### Point annotation dataset records
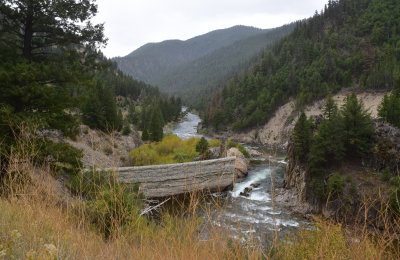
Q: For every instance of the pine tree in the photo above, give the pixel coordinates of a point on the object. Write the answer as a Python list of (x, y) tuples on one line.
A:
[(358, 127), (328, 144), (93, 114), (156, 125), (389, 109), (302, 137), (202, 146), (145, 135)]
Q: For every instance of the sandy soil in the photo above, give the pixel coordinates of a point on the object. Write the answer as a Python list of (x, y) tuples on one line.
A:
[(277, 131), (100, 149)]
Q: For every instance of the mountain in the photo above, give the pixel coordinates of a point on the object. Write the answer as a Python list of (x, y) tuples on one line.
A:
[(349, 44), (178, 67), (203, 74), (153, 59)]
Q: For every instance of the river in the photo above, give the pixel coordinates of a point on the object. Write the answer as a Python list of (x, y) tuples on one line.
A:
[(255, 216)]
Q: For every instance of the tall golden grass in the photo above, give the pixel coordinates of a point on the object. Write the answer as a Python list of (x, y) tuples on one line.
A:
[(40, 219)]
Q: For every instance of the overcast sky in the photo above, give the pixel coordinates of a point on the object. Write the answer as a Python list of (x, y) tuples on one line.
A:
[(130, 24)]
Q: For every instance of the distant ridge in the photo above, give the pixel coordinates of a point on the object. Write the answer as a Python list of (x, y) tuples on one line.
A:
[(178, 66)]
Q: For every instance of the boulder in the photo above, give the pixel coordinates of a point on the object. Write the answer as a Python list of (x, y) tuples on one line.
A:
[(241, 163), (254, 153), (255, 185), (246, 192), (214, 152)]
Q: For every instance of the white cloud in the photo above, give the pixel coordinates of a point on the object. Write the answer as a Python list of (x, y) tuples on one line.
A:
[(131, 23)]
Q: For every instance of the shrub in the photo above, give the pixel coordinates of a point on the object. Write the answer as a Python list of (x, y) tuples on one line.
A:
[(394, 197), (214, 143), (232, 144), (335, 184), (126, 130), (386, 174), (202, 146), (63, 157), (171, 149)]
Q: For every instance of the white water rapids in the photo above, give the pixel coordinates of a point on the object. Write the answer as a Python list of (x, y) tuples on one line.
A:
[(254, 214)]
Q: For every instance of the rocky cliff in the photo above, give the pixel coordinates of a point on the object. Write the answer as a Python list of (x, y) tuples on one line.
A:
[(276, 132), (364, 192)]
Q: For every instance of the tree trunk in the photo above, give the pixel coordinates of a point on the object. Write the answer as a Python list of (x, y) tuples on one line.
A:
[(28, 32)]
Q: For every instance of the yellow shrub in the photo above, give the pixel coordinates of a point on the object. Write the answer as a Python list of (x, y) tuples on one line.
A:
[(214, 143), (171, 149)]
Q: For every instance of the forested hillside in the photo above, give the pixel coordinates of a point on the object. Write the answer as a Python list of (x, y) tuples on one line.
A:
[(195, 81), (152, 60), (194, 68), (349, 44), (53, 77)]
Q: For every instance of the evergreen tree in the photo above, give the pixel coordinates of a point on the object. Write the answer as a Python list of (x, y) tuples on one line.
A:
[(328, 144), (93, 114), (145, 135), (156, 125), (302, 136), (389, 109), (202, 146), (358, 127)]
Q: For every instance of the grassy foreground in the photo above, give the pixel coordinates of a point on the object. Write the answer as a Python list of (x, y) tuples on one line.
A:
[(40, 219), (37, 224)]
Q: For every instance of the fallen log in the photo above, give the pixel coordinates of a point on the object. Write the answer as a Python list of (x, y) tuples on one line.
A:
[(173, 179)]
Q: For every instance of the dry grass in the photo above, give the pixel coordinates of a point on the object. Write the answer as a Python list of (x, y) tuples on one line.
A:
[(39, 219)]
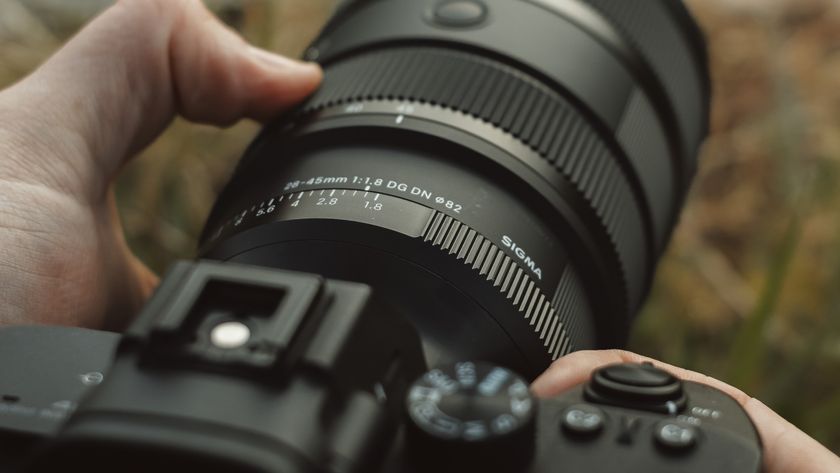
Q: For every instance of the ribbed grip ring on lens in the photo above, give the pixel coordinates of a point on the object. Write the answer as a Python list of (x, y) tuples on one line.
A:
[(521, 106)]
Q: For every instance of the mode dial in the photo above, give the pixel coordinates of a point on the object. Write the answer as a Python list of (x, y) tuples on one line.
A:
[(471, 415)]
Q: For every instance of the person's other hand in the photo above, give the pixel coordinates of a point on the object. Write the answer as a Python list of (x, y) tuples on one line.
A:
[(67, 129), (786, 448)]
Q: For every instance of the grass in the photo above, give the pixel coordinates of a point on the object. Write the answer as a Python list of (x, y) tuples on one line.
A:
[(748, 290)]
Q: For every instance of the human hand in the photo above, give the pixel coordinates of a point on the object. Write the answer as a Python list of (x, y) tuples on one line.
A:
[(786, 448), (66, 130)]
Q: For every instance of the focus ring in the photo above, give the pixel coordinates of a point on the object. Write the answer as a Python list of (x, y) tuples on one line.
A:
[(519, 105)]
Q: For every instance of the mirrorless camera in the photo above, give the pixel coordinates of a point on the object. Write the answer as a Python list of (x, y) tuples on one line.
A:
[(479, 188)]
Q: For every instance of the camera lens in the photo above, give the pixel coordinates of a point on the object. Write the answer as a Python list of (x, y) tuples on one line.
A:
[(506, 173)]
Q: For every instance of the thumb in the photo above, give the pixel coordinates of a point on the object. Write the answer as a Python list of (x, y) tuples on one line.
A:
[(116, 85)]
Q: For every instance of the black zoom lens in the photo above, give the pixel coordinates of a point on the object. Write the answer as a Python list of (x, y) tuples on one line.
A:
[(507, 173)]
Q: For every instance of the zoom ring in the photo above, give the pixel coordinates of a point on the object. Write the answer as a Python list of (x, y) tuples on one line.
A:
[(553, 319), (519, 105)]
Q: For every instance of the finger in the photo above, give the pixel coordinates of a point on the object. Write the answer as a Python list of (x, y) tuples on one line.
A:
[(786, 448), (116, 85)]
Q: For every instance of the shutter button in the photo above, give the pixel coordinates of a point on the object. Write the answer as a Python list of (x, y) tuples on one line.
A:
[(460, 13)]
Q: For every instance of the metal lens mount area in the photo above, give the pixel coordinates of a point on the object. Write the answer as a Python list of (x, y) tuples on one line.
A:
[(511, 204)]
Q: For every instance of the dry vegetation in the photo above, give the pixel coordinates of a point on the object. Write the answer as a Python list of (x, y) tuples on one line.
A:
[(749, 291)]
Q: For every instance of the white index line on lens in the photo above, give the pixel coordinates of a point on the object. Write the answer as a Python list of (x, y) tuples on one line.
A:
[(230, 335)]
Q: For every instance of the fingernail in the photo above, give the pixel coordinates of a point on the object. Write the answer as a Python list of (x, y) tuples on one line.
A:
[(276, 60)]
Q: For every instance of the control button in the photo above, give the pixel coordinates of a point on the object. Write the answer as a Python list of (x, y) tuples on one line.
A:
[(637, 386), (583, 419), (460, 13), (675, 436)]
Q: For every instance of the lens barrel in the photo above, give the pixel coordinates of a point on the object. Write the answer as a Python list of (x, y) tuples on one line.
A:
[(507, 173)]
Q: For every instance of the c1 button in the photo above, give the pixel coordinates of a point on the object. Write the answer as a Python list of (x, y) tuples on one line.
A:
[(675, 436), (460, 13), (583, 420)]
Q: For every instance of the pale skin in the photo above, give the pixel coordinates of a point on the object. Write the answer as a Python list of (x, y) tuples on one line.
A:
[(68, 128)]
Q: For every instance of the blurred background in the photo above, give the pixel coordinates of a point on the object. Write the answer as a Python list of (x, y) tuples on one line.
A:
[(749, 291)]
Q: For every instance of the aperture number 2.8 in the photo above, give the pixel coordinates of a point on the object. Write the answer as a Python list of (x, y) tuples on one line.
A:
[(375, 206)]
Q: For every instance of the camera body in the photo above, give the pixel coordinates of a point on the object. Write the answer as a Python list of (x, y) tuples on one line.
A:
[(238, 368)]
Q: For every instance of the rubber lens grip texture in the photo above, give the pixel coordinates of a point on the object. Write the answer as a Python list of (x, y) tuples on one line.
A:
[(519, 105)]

### GOAL
Edit every one of these rows so that "in the photo above" becomes "in the image above", and leave everything else unchanged. Do not include the pictures in your answer.

### WRITTEN SOLUTION
Q: For every instance of the pine tree in the image above, give the pixel coordinates of a point on the object. Write the answer as a Python list of (x, y) tuples on one line.
A:
[(358, 127), (328, 144), (93, 114), (156, 125), (389, 109), (302, 137), (202, 146), (145, 135)]
Q: For every instance of the sandy soil in the image above, give the pixel coordinates of a point on the object. Write the answer as a Python list of (x, y) tuples on one line.
A:
[(277, 131), (100, 149)]
Q: For every instance of the mountain in the image above, give the pixel coordinates of a point on the object. Write the answer as a Python list of (x, y) tuples on one line.
A:
[(349, 44), (178, 67), (203, 74), (153, 59)]
Q: For every instance of the river in the image above, give the pixel coordinates of a point on the object. Write the answer as a Python list of (x, y) tuples on one line.
A:
[(255, 216)]
Q: For every instance of the tall golden grass in the image above, give the pixel coordinates of a point on the object. Write the answer as a Python list of (x, y) tuples on one line.
A:
[(40, 219)]
Q: For every instance of the overcast sky in the image above, give the pixel coordinates of a point on the object. Write the answer as a Python list of (x, y) tuples on one line.
A:
[(130, 24)]
Q: For every instance of the distant ridge in the image above, give the pixel coordinates of a point on the object. Write the answer as a Python list of (x, y) tuples on one line.
A:
[(178, 66)]
Q: For every instance of the boulder in the image above, give the pixel coordinates of a point on the object. Write the answer as a Python list of (x, y) tuples on one line.
A:
[(241, 163), (254, 153), (255, 185), (246, 192), (214, 152)]
Q: For every instance of the white cloud in the image above, give the pixel coordinates of a point on the object. Write the answer as a Python list of (x, y) tuples on one line.
A:
[(131, 23)]
Q: For every instance of the shrub in the image above, give the pixel coordinates of a point on the object. Write the answer as a Python list of (x, y) tuples on one line.
A:
[(394, 197), (214, 143), (232, 144), (335, 184), (126, 130), (386, 174), (202, 146), (63, 157), (171, 149)]
Q: For every instance of the white water rapids in the image above, give the pixel coordinates of a point on the object. Write the answer as a Python list of (x, y) tuples on one line.
A:
[(254, 214)]
Q: For every instance of the rocky cliff in the image above, give the pixel coordinates of a point on the object. Write the answer as a Python list of (x, y) tuples on one line.
A:
[(276, 132), (364, 192)]
Q: For every instance of the tree trunk in the image above, give the pixel coordinates of a point on the object. Write the answer as a Python list of (x, y) tuples on one line.
A:
[(28, 32)]
Q: For every instance of the yellow shrub in the image above, give the pixel coordinates of a point on the object. Write the answer as a Python list of (x, y) tuples on one line.
A:
[(214, 143), (171, 149)]
Q: For every instance of the forested hillside in the image above, give the pixel coordinates of a point on the object. Write the answer as a Python list of (x, y) tuples on one line.
A:
[(195, 81), (152, 60), (194, 68), (349, 44), (53, 77)]
Q: For every instance of the evergreen tree in the image above, give the pixel coordinates of a point on the object. Write the answer as a Python list of (x, y) tuples on one line.
A:
[(328, 144), (93, 114), (145, 135), (156, 125), (302, 136), (389, 109), (202, 146), (358, 127)]
Q: For every instance of the grassy foreground in the image above, give the pixel coordinates of a point on the object. Write the answer as a Python list of (x, y) tuples on one line.
A:
[(40, 219), (37, 224)]
Q: For every instance of the fallen log in the image above, give the pixel coordinates of a point on the object. Write the answer as a Python list of (x, y) tuples on one line.
A:
[(173, 179)]
Q: For every instance of the dry grass in the image above, give the pixel coordinates of a point on the object. Write the answer as a Python list of (x, y) tuples on one line.
A:
[(39, 219)]
Q: For every instance of the ribbed grip ring on lens in the image above, give the pixel coordinates of a point on the object. Write the answer as a Python list of (x, y) tuples on one line.
A:
[(521, 106)]
Q: For every instance of the mode dial in the image above, give the pixel coordinates of a point on the object. Write the answer as a Python list of (x, y) tuples on one line.
A:
[(471, 415)]
Q: For every instance of the person's other hand in the image above, give the pixel coordinates of a point on the object. Write the answer as a Python list of (x, y) tuples on one line.
A:
[(67, 129), (786, 448)]
Q: For every instance of the grass in the image above, give the pixel coordinates of a point on the object. Write the answer as a Python list of (x, y) tuples on one line.
A:
[(748, 290)]
Q: For every instance of the human hand in the image above, give the pixel coordinates of a point on the object. Write the answer as a Python list of (x, y) tuples on one line.
A:
[(786, 448), (66, 130)]
Q: For every instance of the focus ring in the image above, give the pixel coordinates of a point on the object. Write the answer as a Python list of (x, y) tuples on one line.
A:
[(519, 105)]
Q: For every instance of the mirrorless camera in the image above, give the pixel coordinates of a point on the object. Write the answer as a Python list of (x, y) tuples on one line.
A:
[(479, 188)]
Q: For every instance of the camera lens in the image above, give the pixel coordinates of a point on the object. Write the answer as a Python list of (x, y) tuples on one line.
A:
[(506, 173)]
Q: For every instance of the thumb in the image above, give the pixel coordinates of a point on the object. Write the answer as a Python list of (x, y) tuples on one line.
A:
[(116, 85)]
Q: For every instance of the black zoom lens in the image above, give the pixel coordinates of a point on the object. Write the answer as a Python list of (x, y) tuples on one line.
A:
[(507, 173)]
Q: For every instance of the zoom ring in the image above, give the pixel coordinates of a point on the object. Write the answer as a Python list of (x, y) tuples on one line.
A:
[(553, 319), (519, 105)]
Q: For every instance of the finger in the image above, give the pixel coordinates of a point on the object. Write the answer as a Python list of (x, y) tuples on one line.
A:
[(786, 448), (116, 85)]
Q: For every instance of the shutter button in the image above, give the pixel coordinates of a point on the object. Write the answer as a Python list of (x, y) tuples on one line.
A:
[(460, 13)]
Q: For every instance of the metal lens mount area in the image above, give the pixel coordinates of a point on the object. Write the answer as a Python list of (x, y) tuples on one line.
A:
[(511, 204)]
Q: For every instance of the dry vegetation in the image above, give the pixel coordinates of a point on the object. Write the answer as a Python list of (x, y) tuples on one line.
A:
[(749, 291)]
Q: For every instance of the white index line on lens in the image above, give the pixel coordinates of a point on the object. Write the answer as a Python list of (x, y) tuples on one line.
A:
[(230, 335)]
Q: For every instance of the fingernail in the image above, give the pixel coordinates of a point on the object. Write the answer as a Python list of (x, y) tuples on one line.
A:
[(276, 60)]
Q: For every instance of the control button in the image above, give the pixel coordinates of a point on the object. Write the answer as a Python list of (x, y) tuples on one line.
A:
[(637, 386), (583, 419), (460, 13), (675, 436)]
Q: For every instance of the lens barrel in the image above, give the pixel coordinates of a point on the object. Write the answer as a Python list of (x, y) tuples on one line.
A:
[(507, 173)]
Q: For every instance of the c1 button in the image above, give the pixel coordinates of a point on the object. Write the answer as a Python list of (x, y) tuples on one line.
A:
[(675, 436), (460, 13), (583, 420)]
Q: For every instance of the pale skin in the image above, give the pixel coordinates of a point on the object. Write the answer as a Python list of (x, y) tuples on one line.
A:
[(68, 128)]
Q: For every instance of the blurred background in the image above, give the pixel coordinates of a point on the object. Write the answer as a Python list of (x, y) tuples on one line.
A:
[(749, 291)]
Q: For every instance of the aperture number 2.8 in the image above, give the pixel coordinates of a point on the object. Write the answer as a Python list of (x, y) tuples on one line.
A:
[(375, 206)]
Q: For every instance of the camera body in the image above, give the pixel coordinates of a point on the object. Write the answer as a Python list of (x, y) tuples on one line.
A:
[(238, 368)]
Q: For every instance of the rubber lens grip texture in the image above, give the pixel coordinates of a point on the object. Write the answer as a Python list of (x, y) tuples on one line.
A:
[(519, 105)]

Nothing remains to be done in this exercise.